SOURCE:
# # #

For example, letting c=1 yields the sequence 0, 1, 2, 5, 26, 677, ect... That sequence escapes to infinity and therefore c=1 is not part of the Mandelbrot set. Meanwhile, the sequence c=-1 gives 0, -1, 0, -1, 0, ect..., is bounded and so belongs to the Mandelbrot set.

To note, it has been proven that if any sequence contains a complex value that is outside a distance of 2 from the origin, it will escape to infinity.

#### Coloring

In a basic Mandelbrot set, white is used for a c-values that escapes to infinity and black is used for all c-values that do not.

In most Mandelbrot sets, though, colors are used to help depict the Mandelbrot set or make it more art-orientated. Colors are not defined through an equation, but rather through the last iteration before escaping a distance of two from the origin. The iteration is then assigned a color of the creator's preference.

### Implementation in Scratch

#### Creating the Variables

Due to the fact that Scratch does not directly support mathematics in the complex plain, a simple workaround has to be used. Each complex number will be defined as two variables, the real part, and the complex part. And since there will be operations based on the complex numbers, two complex numbers will be needed, or four variables. For the tutorial, these names will be used:

- Real 1
- Real 2
- Complex 1
- Complex 2

Along with that, a variable Best Fit will be used to figure out the color to be used when coloring a complex value:

- Best Fit

# # #

DATASET:
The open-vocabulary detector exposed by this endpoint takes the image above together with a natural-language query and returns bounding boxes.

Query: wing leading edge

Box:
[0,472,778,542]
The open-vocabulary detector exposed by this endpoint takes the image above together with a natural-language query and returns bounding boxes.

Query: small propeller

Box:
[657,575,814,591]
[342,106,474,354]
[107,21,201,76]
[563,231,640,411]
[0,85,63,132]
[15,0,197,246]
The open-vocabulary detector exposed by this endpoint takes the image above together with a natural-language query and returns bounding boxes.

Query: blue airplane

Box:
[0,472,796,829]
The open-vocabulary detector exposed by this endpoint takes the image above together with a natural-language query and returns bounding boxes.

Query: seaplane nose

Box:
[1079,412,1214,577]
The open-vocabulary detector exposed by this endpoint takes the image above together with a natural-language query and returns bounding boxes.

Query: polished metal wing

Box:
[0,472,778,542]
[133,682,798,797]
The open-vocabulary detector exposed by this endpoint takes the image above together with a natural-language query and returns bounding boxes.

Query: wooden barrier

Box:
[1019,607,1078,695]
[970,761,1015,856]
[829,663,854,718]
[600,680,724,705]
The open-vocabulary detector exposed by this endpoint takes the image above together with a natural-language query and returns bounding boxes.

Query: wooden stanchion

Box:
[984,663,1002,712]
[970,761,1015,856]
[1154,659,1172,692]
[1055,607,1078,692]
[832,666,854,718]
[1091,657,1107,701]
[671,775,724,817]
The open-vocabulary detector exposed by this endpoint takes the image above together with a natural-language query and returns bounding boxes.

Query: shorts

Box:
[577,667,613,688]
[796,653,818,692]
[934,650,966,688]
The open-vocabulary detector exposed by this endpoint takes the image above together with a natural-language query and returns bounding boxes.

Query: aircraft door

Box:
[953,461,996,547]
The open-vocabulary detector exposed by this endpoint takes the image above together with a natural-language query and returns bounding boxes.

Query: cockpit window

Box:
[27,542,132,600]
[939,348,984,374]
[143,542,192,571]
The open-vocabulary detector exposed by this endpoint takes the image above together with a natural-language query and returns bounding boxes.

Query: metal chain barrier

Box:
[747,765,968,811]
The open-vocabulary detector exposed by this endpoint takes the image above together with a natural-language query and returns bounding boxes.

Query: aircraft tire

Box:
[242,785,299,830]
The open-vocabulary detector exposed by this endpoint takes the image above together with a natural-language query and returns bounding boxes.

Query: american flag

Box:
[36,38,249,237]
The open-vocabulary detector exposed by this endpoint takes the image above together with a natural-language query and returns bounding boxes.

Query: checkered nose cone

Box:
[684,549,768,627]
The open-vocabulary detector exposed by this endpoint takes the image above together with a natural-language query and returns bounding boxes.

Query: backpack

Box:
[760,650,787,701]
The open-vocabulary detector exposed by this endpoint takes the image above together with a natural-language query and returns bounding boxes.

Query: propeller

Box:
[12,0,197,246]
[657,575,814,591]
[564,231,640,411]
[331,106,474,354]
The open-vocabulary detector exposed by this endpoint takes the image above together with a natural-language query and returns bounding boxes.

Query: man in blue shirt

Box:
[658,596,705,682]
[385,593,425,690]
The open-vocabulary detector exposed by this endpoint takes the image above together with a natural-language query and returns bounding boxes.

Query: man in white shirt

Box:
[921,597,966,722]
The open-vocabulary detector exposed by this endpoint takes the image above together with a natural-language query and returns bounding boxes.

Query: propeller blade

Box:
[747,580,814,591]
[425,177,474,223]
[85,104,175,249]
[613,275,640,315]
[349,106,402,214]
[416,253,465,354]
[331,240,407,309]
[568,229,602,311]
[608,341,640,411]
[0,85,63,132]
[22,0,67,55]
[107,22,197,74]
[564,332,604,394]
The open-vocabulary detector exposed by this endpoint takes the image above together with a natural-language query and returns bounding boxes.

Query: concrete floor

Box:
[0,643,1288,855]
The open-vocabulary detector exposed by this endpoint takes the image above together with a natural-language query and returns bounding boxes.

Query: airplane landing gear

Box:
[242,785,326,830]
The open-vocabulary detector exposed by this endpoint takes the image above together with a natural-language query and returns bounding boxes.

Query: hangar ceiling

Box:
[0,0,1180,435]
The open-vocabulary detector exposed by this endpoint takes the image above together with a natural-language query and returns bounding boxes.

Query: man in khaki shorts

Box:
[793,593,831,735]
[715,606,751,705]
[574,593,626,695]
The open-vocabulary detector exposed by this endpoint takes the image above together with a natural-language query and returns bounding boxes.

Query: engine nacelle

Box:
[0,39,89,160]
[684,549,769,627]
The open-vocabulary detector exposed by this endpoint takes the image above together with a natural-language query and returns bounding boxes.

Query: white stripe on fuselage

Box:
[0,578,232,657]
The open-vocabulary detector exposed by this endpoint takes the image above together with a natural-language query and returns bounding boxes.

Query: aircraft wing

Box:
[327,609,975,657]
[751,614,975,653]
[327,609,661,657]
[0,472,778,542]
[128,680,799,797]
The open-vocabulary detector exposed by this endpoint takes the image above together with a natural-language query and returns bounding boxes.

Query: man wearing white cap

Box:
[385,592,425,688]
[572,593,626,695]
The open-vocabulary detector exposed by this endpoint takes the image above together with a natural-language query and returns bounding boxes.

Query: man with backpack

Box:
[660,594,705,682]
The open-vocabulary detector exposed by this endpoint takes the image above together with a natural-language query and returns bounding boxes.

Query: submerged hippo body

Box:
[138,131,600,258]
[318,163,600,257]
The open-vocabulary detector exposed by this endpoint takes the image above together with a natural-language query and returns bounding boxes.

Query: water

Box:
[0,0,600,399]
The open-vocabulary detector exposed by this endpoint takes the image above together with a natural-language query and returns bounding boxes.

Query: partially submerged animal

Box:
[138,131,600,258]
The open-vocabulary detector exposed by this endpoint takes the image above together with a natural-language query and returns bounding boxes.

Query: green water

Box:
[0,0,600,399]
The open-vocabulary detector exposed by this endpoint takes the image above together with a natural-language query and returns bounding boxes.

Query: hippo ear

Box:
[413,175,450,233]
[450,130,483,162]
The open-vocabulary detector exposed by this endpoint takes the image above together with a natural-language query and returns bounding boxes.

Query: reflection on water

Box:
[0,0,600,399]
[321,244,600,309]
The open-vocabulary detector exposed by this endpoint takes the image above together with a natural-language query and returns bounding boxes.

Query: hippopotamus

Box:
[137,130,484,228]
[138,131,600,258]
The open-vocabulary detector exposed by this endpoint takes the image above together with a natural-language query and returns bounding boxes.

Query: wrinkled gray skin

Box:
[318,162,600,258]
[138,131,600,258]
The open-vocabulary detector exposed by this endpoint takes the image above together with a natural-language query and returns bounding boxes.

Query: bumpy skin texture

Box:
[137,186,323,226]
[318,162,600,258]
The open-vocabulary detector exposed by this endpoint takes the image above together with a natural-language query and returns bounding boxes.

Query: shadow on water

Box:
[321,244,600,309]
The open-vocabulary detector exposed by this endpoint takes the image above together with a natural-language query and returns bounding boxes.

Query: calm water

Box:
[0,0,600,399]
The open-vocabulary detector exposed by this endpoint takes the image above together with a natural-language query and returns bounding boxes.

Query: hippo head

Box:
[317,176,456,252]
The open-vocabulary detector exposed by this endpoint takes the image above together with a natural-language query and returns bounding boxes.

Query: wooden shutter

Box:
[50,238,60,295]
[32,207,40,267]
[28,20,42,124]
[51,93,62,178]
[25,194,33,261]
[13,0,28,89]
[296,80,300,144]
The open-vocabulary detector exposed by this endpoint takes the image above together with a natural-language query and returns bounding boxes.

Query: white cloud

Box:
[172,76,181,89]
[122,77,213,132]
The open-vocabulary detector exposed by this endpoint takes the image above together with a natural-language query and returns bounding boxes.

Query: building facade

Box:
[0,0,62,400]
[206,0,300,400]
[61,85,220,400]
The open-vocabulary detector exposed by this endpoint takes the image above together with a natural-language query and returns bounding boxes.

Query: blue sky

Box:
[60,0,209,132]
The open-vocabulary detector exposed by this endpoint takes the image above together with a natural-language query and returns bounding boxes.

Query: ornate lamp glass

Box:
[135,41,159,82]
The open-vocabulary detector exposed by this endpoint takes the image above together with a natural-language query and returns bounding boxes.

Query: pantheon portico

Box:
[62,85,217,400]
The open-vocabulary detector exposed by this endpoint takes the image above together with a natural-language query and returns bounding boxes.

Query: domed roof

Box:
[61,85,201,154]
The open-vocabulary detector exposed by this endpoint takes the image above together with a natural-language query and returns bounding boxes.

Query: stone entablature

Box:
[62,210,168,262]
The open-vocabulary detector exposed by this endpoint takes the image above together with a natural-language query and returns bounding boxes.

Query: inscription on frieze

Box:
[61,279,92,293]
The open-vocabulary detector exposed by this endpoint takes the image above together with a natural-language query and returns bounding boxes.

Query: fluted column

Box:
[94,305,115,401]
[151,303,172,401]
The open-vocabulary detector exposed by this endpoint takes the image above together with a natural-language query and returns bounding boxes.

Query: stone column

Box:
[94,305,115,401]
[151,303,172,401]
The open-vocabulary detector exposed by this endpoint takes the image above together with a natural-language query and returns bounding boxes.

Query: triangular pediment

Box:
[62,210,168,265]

# # #

TASKS TO PERFORM:
(1) Please decide whether each statement agrees with the Mandelbrot set text, answering yes or no and quoting the deciding words of the text. (a) The value c=-1 belongs to the Mandelbrot set. (b) In most Mandelbrot sets, colors are defined through an equation. (c) The tutorial represents the complex numbers it needs with three variables.
(2) Translate this sentence from the Mandelbrot set text into Spanish: "To note, it has been proven that if any sequence contains a complex value that is outside a distance of 2 from the origin, it will escape to infinity."

OUTPUTS BY TASK:
(1)
(a) Yes: "is bounded and so belongs to the Mandelbrot set."
(b) No: "Colors are not defined through an equation"
(c) No: "two complex numbers will be needed, or four variables."

(2) Cabe señalar que se ha demostrado que, si cualquier sucesión contiene un valor complejo que esté a una distancia mayor que 2 del origen, escapará al infinito.